In reviewing a church’s history, it’s much more likely to find them an evangelizing church during their early years than their later ones. Frankly, most churches lose the evangelistic passion that marked them in their beginning. Here are some reasons why:
- In their early days, reaching lost people is part of their vision – but that focus decreases as the church grows. No longer are they driven to evangelize as much once the church reaches critical mass.
- As the church matures, leaders give their attention to internal matters. Questions like what type of polity will we have, when will we build (if we do), what curriculum will we follow, and others divert attention from evangelism.
- Pastoral care requires more time as the church grows. It’s really a simple formula: more people in the congregation = more needs to meet and more requests for care. It’s tough to meet those needs and evangelize, too.
- Leaders fail to equip others to help them do ministry. Instead of delegating work so they can keep casting vision for evangelism, they wind up carrying all the responsibilities themselves. Evangelism almost always takes a back seat then.

Data:
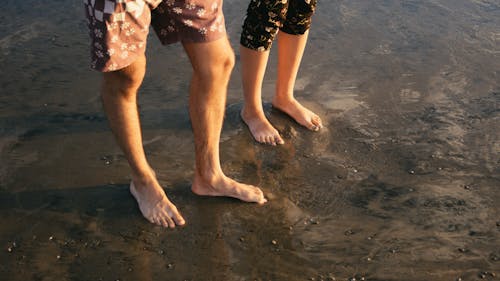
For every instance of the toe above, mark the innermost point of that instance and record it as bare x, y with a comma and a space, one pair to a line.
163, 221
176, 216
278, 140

Given exercise 1: In the piece on why churches lose their evangelistic passion, what simple formula explains why pastoral care takes more time as a church grows?
Given exercise 2: Carry on the piece about why churches lose their evangelistic passion from the point where it stops.

Expected answer 1: More people in the congregation means more needs to meet and more requests for care.

Expected answer 2:
- Fellowship—as great as it can be—becomes self-protective. That is, the church loves to be together because it feels like a “safe place” from a messed-up and chaotic world. Churches in protection mode seldom invite outsiders to join them.
- Transfer growth takes their attention off evangelism. The church might well be growing, but it’s growing by swapping sheep with other congregations. That growth—consistent though it may be—lulls the church to sleep evangelistically.
- The church plans so many activities that members have no time left to develop relationships with non-believers. The growing church offers more activities, and they often quietly expect members to participate in everything. The result is busy members who don’t know non-believers.
- Nobody’s paying attention to conversion numbers. They may have been burdened about those numbers during the early days of the church, but not so much anymore. Accountability decreases, and so does evangelism.
- Leaders don’t teach enough about the lostness of human beings. I’m convinced many members believe good people are going to heaven apart from a relationship with Christ—and only consistent biblical teaching will change their perspective. Too little teaching on this topic leads to too little evangelism.
What would you add to this list?
Posted on September 23, 2020
Dr. Chuck Lawless is a leading expert in spiritual consultation, discipleship and mentoring. As a former pastor, he understands the challenges ministry presents and works with Church Answers to provide advice and counsel for church leaders.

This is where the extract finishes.